Aim of the task
Copy the lines of the records from the start through the line containing "positive clicks: (422, 394)", inclusive, leaving out the pictures.

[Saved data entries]
┄┄┄┄┄┄┄┄┄┄┄┄┄┄┄┄┄┄┄┄

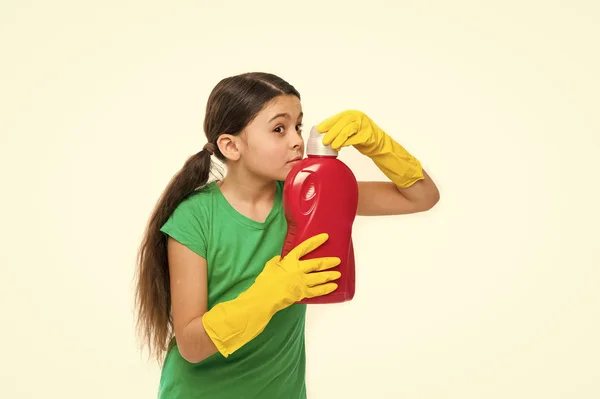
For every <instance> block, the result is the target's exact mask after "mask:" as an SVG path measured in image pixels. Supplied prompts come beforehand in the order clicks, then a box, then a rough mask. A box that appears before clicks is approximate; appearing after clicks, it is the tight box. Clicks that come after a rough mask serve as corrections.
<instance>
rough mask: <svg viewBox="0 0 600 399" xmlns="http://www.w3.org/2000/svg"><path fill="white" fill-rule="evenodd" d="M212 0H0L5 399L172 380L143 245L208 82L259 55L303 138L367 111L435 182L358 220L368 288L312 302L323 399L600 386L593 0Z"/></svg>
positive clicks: (422, 394)
mask: <svg viewBox="0 0 600 399" xmlns="http://www.w3.org/2000/svg"><path fill="white" fill-rule="evenodd" d="M216 3H217V2H213V1H211V2H208V1H196V2H191V1H182V2H171V3H169V4H167V2H148V1H104V2H97V3H96V4H92V3H91V2H75V1H70V2H69V1H54V2H42V1H33V2H22V1H16V0H4V1H3V2H2V3H1V4H0V50H1V53H0V54H1V60H2V61H1V62H0V86H1V88H0V109H1V111H0V133H1V144H0V148H1V151H2V154H1V157H0V163H1V165H0V166H1V169H0V170H1V171H0V173H1V174H2V176H1V178H2V183H3V190H2V196H1V201H2V207H1V212H2V225H3V228H2V229H1V230H0V234H1V239H2V241H1V242H2V251H0V262H1V265H2V278H1V279H0V293H1V294H0V295H1V296H2V300H1V301H0V303H1V305H2V315H3V327H2V329H1V333H0V334H1V340H2V342H3V343H4V349H3V356H2V359H3V362H2V363H3V365H2V366H0V367H2V369H3V370H2V395H1V396H2V397H6V398H11V399H12V398H42V397H60V398H84V397H85V398H89V399H96V398H152V397H155V395H156V388H157V385H158V378H159V370H158V367H157V365H156V364H153V363H148V362H146V360H145V355H144V354H142V353H140V352H139V351H138V348H137V343H136V341H135V335H134V330H133V315H132V298H133V296H132V295H133V293H132V287H133V283H132V277H133V271H134V261H135V251H136V250H137V246H138V245H139V241H140V238H141V235H142V232H143V228H144V226H145V223H146V220H147V218H148V216H149V214H150V211H151V208H152V207H153V205H154V203H155V201H156V200H157V198H158V196H159V194H160V193H161V192H162V190H163V189H164V187H165V185H166V183H167V182H168V180H169V179H170V177H171V176H172V175H173V174H174V173H175V172H176V171H177V170H178V169H179V168H180V167H181V166H182V164H183V162H184V160H185V159H186V158H187V157H188V156H189V155H191V154H193V153H195V152H197V151H198V150H199V149H200V148H201V147H202V145H203V144H204V143H205V140H204V136H203V133H202V121H203V113H204V107H205V104H206V100H207V97H208V94H209V93H210V90H211V89H212V87H213V86H214V85H215V84H216V83H217V82H218V81H219V80H220V79H221V78H223V77H225V76H228V75H232V74H237V73H241V72H246V71H255V70H256V71H258V70H260V71H268V72H273V73H276V74H279V75H280V76H282V77H283V78H285V79H287V80H288V81H290V82H291V83H292V84H293V85H295V86H296V87H297V88H298V89H299V90H300V92H301V93H302V95H303V106H304V111H305V115H306V117H305V125H306V131H307V132H308V130H309V129H310V126H311V125H312V124H314V123H317V122H319V121H320V120H322V119H323V118H325V117H327V116H329V115H331V114H333V113H336V112H338V111H341V110H343V109H346V108H358V109H361V110H363V111H364V112H366V113H367V114H368V115H370V116H371V117H372V118H373V119H374V120H375V121H376V123H378V124H379V125H380V126H381V127H382V128H384V129H385V130H386V131H387V132H388V133H389V134H390V135H392V136H393V137H394V138H395V139H397V140H398V141H399V142H401V143H402V144H404V145H405V146H406V147H407V148H408V149H409V150H410V151H411V152H412V153H414V154H415V155H416V156H418V157H419V158H420V159H421V161H422V162H423V164H424V166H425V168H426V169H427V170H428V171H429V172H430V174H431V175H432V177H433V178H434V179H435V181H436V182H437V183H438V186H439V188H440V191H441V201H440V203H439V204H438V205H437V206H436V207H435V208H434V209H433V210H432V211H430V212H427V213H423V214H419V215H411V216H399V217H387V218H360V219H358V220H357V222H356V225H355V230H354V231H355V238H354V239H355V244H356V256H357V267H358V272H357V279H358V280H357V287H358V289H357V294H356V297H355V300H354V301H352V302H350V303H347V304H344V305H338V306H314V307H311V308H310V312H309V321H308V332H307V340H308V360H309V361H308V389H309V395H310V398H311V399H321V398H365V397H369V398H419V399H433V398H436V399H437V398H440V399H442V398H444V399H446V398H460V399H471V398H472V399H480V398H486V399H495V398H498V399H506V398H513V399H516V398H527V399H529V398H544V399H551V398H577V399H588V398H589V399H592V398H598V397H600V384H598V381H600V361H599V360H598V359H600V343H599V340H598V337H599V336H600V310H599V309H600V292H599V290H598V286H599V282H600V271H599V266H600V255H599V253H600V251H599V249H600V244H599V239H598V237H599V236H598V225H599V223H600V217H599V211H598V207H597V204H598V201H599V200H600V196H599V194H598V188H597V184H598V177H597V172H598V171H599V170H600V161H598V160H597V158H596V156H597V153H598V150H600V138H599V133H600V123H599V117H598V110H599V109H600V101H599V98H598V92H599V91H600V83H599V79H598V71H599V70H600V59H599V56H598V37H600V29H599V28H598V24H597V22H598V20H600V7H599V6H598V5H597V4H598V3H597V2H593V1H588V2H584V1H572V2H570V4H569V5H568V6H567V5H566V3H564V2H563V3H559V2H541V1H540V2H534V1H519V2H517V1H509V2H506V1H504V2H495V3H496V4H493V5H492V4H491V3H490V2H485V3H487V4H488V5H481V3H480V2H471V1H464V0H463V1H453V2H443V1H438V2H417V1H412V2H391V1H387V2H386V1H380V0H372V1H368V2H349V1H341V0H337V1H331V2H325V1H304V2H296V3H282V2H279V1H254V2H242V1H239V2H234V3H233V4H232V3H231V2H224V3H222V4H221V5H216ZM341 158H342V160H344V161H345V162H347V163H348V164H349V165H350V166H351V168H352V169H353V170H354V171H355V173H356V175H357V177H358V178H359V179H382V178H383V175H382V174H381V173H380V172H379V171H378V170H377V168H376V167H375V166H374V165H373V164H372V163H371V162H370V161H369V160H368V159H366V158H364V157H363V156H361V155H360V154H359V153H358V152H357V151H355V150H353V149H345V150H344V151H342V154H341Z"/></svg>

┄┄┄┄┄┄┄┄┄┄┄┄┄┄┄┄┄┄┄┄

Written solution
For every <instance> block, the result is the target's exact mask after "mask:" as an SVG path measured in image pixels. Supplied prompts come beforehand in the order clicks, then a box, then a rough mask. A box that appears before clicks is approximate; appearing after clicks, it is the tight box. Clicks that come after a rough mask serve as corrections.
<instance>
rough mask: <svg viewBox="0 0 600 399" xmlns="http://www.w3.org/2000/svg"><path fill="white" fill-rule="evenodd" d="M212 0H0L5 399L172 380L143 245L208 82L259 55L303 138L367 111L435 182L358 220L368 288L312 302L323 399L600 386L593 0Z"/></svg>
positive clicks: (422, 394)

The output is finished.